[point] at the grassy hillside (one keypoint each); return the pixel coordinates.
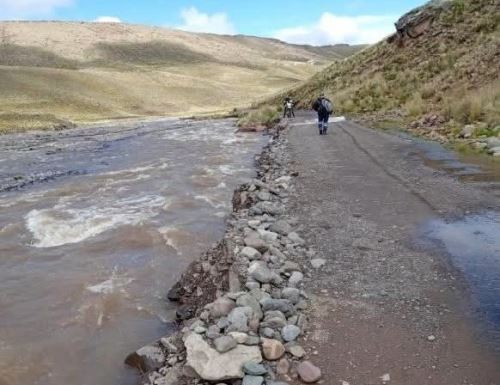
(436, 83)
(53, 72)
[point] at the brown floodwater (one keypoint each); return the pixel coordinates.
(95, 225)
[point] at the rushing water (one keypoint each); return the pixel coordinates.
(95, 225)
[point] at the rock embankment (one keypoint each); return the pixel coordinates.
(241, 306)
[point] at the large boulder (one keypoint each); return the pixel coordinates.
(211, 365)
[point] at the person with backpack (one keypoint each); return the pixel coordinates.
(288, 106)
(324, 107)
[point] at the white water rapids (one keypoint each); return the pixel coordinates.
(95, 225)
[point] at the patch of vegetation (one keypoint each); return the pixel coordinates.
(451, 70)
(11, 122)
(151, 53)
(261, 117)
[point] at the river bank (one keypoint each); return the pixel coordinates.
(95, 223)
(319, 277)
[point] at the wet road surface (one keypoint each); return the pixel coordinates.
(410, 288)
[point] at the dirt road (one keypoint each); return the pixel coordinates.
(388, 306)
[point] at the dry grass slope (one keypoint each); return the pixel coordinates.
(54, 72)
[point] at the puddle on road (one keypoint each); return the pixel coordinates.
(473, 244)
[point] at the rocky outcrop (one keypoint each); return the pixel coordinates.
(418, 21)
(242, 304)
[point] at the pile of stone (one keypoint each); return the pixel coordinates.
(250, 333)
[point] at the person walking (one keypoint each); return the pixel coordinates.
(288, 106)
(324, 107)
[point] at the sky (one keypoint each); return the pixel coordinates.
(316, 22)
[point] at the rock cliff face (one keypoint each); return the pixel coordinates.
(440, 66)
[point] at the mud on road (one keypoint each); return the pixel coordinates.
(388, 306)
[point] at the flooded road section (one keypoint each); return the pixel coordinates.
(95, 225)
(473, 244)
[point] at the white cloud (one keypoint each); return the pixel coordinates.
(20, 9)
(196, 21)
(333, 29)
(108, 19)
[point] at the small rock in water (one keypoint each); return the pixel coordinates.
(253, 380)
(260, 272)
(221, 307)
(256, 242)
(294, 237)
(308, 372)
(175, 294)
(147, 358)
(297, 351)
(282, 305)
(254, 369)
(225, 344)
(184, 313)
(281, 227)
(239, 318)
(240, 338)
(283, 366)
(250, 253)
(290, 333)
(295, 279)
(292, 294)
(213, 366)
(318, 263)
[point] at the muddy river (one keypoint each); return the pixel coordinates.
(95, 225)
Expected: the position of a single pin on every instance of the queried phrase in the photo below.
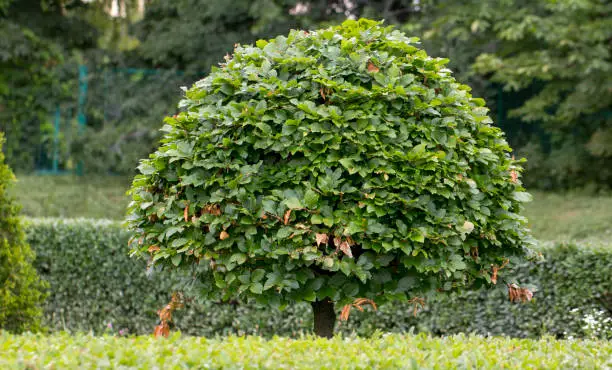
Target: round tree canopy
(337, 164)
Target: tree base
(324, 318)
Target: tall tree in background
(556, 57)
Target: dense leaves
(351, 132)
(21, 290)
(94, 283)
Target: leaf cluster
(94, 282)
(352, 132)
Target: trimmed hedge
(388, 352)
(94, 282)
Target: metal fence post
(81, 117)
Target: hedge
(388, 352)
(94, 282)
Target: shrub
(21, 290)
(329, 166)
(94, 283)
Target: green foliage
(27, 79)
(340, 163)
(558, 52)
(93, 283)
(121, 126)
(21, 290)
(552, 216)
(388, 352)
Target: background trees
(543, 67)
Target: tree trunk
(324, 318)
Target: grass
(559, 217)
(64, 351)
(72, 196)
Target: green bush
(328, 166)
(94, 282)
(388, 352)
(21, 290)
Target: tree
(330, 166)
(21, 290)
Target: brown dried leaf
(346, 311)
(518, 294)
(372, 67)
(495, 269)
(161, 330)
(346, 249)
(513, 176)
(337, 241)
(321, 239)
(494, 274)
(416, 301)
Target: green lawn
◇ ◇ ◇ ◇ ◇
§ Task directions:
Reproduce the stretch of entries from the line containing "Target: shrub" through the end of the entries, both ends included and the requests kept. Multiply every pixel coordinate in the answers by 1.45 and round each result to a whole number, rounding halves up.

§ Answer to this problem:
Target: shrub
(30, 421)
(477, 241)
(136, 410)
Target: green foliage
(39, 115)
(493, 236)
(809, 75)
(135, 410)
(175, 183)
(30, 421)
(800, 313)
(563, 510)
Target: background trees
(787, 97)
Target: tree trunk
(470, 461)
Target: grass
(811, 315)
(93, 509)
(104, 284)
Target: green bush
(476, 241)
(136, 409)
(563, 510)
(30, 421)
Target: tree
(479, 241)
(30, 421)
Target: brown dried leaf
(502, 451)
(751, 426)
(539, 97)
(718, 390)
(233, 479)
(502, 361)
(744, 255)
(489, 349)
(465, 347)
(716, 397)
(603, 436)
Target: green lawn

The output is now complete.